(Part of a data file)
--------

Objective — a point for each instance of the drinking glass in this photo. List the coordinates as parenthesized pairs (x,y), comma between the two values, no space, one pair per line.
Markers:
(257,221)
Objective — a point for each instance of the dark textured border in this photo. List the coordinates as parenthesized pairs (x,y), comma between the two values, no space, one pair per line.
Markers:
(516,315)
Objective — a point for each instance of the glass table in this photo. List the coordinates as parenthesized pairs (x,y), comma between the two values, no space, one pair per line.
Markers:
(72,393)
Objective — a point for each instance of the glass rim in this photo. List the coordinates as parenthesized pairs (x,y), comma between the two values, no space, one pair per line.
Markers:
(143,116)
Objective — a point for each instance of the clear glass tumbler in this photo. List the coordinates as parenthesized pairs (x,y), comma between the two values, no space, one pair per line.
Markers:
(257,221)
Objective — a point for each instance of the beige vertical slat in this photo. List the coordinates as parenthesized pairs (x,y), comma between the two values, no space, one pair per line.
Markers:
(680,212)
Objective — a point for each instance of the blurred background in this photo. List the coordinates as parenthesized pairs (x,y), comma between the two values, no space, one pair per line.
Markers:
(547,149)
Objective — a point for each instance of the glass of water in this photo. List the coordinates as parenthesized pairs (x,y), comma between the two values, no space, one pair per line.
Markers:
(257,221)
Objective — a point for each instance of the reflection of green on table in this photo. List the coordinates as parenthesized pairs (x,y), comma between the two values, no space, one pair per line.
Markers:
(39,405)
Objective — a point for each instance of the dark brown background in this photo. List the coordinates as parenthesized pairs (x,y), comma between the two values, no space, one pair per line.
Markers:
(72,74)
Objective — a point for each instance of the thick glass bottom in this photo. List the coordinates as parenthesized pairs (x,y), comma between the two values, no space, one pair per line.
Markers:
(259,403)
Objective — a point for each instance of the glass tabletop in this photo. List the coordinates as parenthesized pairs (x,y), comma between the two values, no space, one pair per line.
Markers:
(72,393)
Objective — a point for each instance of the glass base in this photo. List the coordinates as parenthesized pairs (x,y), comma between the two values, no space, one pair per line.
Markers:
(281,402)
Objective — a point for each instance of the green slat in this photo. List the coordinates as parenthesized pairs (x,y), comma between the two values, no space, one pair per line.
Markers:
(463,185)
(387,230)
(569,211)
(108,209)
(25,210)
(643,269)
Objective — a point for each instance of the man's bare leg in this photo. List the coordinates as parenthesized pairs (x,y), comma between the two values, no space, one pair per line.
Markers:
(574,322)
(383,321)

--------

> **GOAL OF THE EXERCISE**
In this exercise, repeat all entries exactly.

> **SOLUTION**
Objective — a point for each instance of the drinking glass in this photo. List the coordinates as parenthesized pairs (x,y), comma between the two values, no space, one pair per line.
Markers:
(257,221)
Objective — a point for each instance of the dark textured border in this photo. List the coordinates as parenthesized pairs (x,y), comma between the two values, no space, one pair per line.
Markers:
(516,315)
Objective — a point for each instance of the glass table in this photo. List the coordinates as parenthesized pairs (x,y), comma between the two values, no space, one pair per line.
Markers:
(72,393)
Objective — a point for each instance of the glass rim in this photo. List the coordinates as parenthesized pairs (x,y), comma between the two values, no space, one pair per line.
Markers:
(143,116)
Objective — a point for each instance of the clear glass tumbler in this photo. List the coordinates as parenthesized pairs (x,y), comma between the two values, no space, one pair per line.
Markers:
(257,221)
Objective — a point for each instance of the beige vertical slat in this photo. List the coordinates as parenthesized pairs (x,y), comma between the two values, no space, one pair per line.
Markers:
(680,212)
Objective — a point for each instance of the blurred background in this photo. List the coordinates as parenthesized pairs (x,y), comma between the two values, no space, one pair per line.
Markers:
(547,149)
Objective — a point for each instance of the glass of water in this photo. List the coordinates as parenthesized pairs (x,y), comma between the two values, no space, one pair per line.
Markers:
(257,221)
Objective — a point for each instance of the reflection of green on table in this photo. List the coordinates as parenthesized pairs (x,y), comma between the two values, no space, one pair per line.
Markers:
(39,405)
Objective — a point for each instance of the dark brown background in this photo. List the coordinates as parenthesized pairs (x,y), comma between the two values, no space, one pair per line.
Markers:
(72,74)
Objective — a point for each instance of the thick glass bottom in this photo. List the coordinates as parenthesized pairs (x,y), comma between the two values, no space, one pair per line.
Markers:
(259,403)
Objective — a point for each instance of the glass tabletop in this photo. List the coordinates as parenthesized pairs (x,y), comma between the two values, no space, one pair per line.
Markers:
(72,393)
Objective — a point for each instance of the glass base in this photo. List the coordinates as parenthesized pairs (x,y), comma between the two values, no space, one pair per line.
Markers:
(281,402)
Objective — a point for each instance of the green slat in this photo. List the coordinates as parenthesized pairs (x,y), comma between the two values, no space, one pair per line.
Markers:
(463,185)
(387,230)
(569,211)
(108,209)
(25,210)
(643,269)
Objective — a point for each instance of the man's bare leg in this photo. List the coordinates as parenthesized pairs (x,y), comma between the two values, no space, one pair per line.
Markers:
(574,322)
(383,321)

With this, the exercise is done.